▸ Potongan Dokumen:
Gagal Masuk Sekolah Bola karena Bapak Meninggal

Gagal Masuk Sekolah Bola karena Bapak Meninggal
Hendri Mulyadi, di rumahnya di Cikarang, Jawa Barat. Foto: Zulham Mubarak/Jawa Pos.
Hendri mengatakan, tindakan nekadnya itu merupakan buntut dari kekesalannya. Untuk menyaksikan pertandingan ke Senayan, dari rumahnya dia butuh waktu tiga jam dengan jarak tempuh sekitar 50 kilometer. Setiap kali timnas berlaga, dia mengaku hampir tak pernah absen. Namun, seringkali ekspektasi melihat permainan all out  Timnas Garuda Indonesia jarang terpenuhi.

"Mungkin itu buntut kekesalan saya selama ini. Mewakili suara suporter seluruh Indonesia ,saya merasa ada yang tidak benar dengan PSSI. Mencari 11 pemain bola dari 200 juta penduduk masa tidak bisa?" katanya.

▸ Data Tercatat:
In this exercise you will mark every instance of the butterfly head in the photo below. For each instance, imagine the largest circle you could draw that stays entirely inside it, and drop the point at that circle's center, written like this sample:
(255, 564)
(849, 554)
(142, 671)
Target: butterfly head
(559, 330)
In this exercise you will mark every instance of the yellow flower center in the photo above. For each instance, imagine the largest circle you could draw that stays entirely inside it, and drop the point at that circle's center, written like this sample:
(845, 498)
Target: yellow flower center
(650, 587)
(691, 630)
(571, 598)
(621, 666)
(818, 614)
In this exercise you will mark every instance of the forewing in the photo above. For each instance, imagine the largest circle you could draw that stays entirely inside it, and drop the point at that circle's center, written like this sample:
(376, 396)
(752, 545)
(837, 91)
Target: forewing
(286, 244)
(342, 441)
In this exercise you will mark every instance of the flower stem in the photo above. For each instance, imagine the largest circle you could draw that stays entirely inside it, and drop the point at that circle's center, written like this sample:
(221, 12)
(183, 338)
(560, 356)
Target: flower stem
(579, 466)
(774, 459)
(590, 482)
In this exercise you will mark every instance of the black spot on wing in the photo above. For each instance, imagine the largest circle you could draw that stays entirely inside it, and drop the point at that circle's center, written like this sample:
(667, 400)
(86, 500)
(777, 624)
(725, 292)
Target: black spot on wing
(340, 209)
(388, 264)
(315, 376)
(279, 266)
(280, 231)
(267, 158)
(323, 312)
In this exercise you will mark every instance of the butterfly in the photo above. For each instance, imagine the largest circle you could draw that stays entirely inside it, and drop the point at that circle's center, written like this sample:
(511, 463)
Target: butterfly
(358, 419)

▸ Tujuan: Kembalikan tanpa perubahan bagian teks tentang Hendri Mulyadi yang dimulai pada "Hendri mengatakan, tindakan" dan berakhir pada "Indonesia jarang terpenuhi.".

▸ Jawaban Lengkap:
Hendri mengatakan, tindakan nekadnya itu merupakan buntut dari kekesalannya. Untuk menyaksikan pertandingan ke Senayan, dari rumahnya dia butuh waktu tiga jam dengan jarak tempuh sekitar 50 kilometer. Setiap kali timnas berlaga, dia mengaku hampir tak pernah absen. Namun, seringkali ekspektasi melihat permainan all out  Timnas Garuda Indonesia jarang terpenuhi.